Data listing:
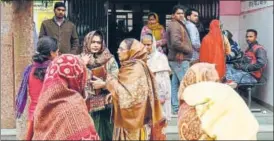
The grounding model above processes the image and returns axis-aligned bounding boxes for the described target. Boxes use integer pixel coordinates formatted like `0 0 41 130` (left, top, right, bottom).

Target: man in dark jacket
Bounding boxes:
166 5 192 114
226 29 267 83
39 2 79 54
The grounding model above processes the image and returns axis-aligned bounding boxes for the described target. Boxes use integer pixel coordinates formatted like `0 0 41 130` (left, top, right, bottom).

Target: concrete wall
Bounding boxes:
1 1 34 129
220 1 273 108
1 4 15 128
239 1 273 108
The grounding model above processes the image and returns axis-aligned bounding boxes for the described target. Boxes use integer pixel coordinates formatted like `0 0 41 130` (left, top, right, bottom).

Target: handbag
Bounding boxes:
86 65 112 113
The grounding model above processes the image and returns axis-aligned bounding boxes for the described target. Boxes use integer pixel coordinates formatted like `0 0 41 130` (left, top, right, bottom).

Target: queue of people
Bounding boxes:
16 2 267 140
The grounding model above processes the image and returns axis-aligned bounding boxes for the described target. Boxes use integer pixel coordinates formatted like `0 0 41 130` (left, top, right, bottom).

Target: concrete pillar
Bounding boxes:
1 1 34 133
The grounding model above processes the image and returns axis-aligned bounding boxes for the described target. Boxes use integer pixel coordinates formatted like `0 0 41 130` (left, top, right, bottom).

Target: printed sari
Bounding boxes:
32 54 100 140
107 40 166 140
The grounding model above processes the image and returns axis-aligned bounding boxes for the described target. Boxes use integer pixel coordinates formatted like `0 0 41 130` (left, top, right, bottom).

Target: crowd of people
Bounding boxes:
16 2 267 140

■ Exercise task ■
Copy the material from its start through the line containing "107 40 166 140", swapping "concrete" for "stone" and keeping everything else unchanged. Omit the pictures.

■ Finished exercise ■
The grounding model above processes the image and returns axis-aligned bounding boxes for the described target. Boxes use integer pixel coordinates formatted like `0 0 41 130` (left, top, right, bottom).

Target: man in dark jacket
Bounding boxes:
166 5 192 114
226 29 267 83
39 2 79 54
The grounding model above processes the image and returns axis-aligned bounding boxes for the described target. Boxes use integer pixel coordinates formatted like `0 0 41 130` (left, top, right, bottom).

Target: stone wall
Bounding boxes:
1 1 34 129
220 1 273 108
1 4 15 128
239 1 273 108
The grounding model above processes the image and returns axis-aligned bounding boxes for the described target. Boxes use integer pixel coordinates formatted like `0 0 41 130` (left, top, right, bottom).

Target: handbag
Bounding boxes:
86 65 112 113
The grounding model above processes the image and returns axis-aligned bounding boxes for the described target. Boxes use integer pixel coordinates formatted like `0 0 41 130` (left, top, right, bottom).

Target: queue of people
Bounding boxes:
16 2 267 140
The grounding model above processes the image and returns axis-aligned bounding boxes for the described target. Boxes use integer pixel coordinates formatted like `0 0 41 130` (left, top, right, bottom).

Target: stone pillar
Bounding boxes:
1 1 34 133
The grounding model above processes the image and returns axis-aligned bounding boxes for the described target. Boxes use integer pixel coordinates formatted like `0 0 41 130` (left, top, right, bottom).

Target: printed sari
Bounding boxes:
32 54 100 140
107 40 166 140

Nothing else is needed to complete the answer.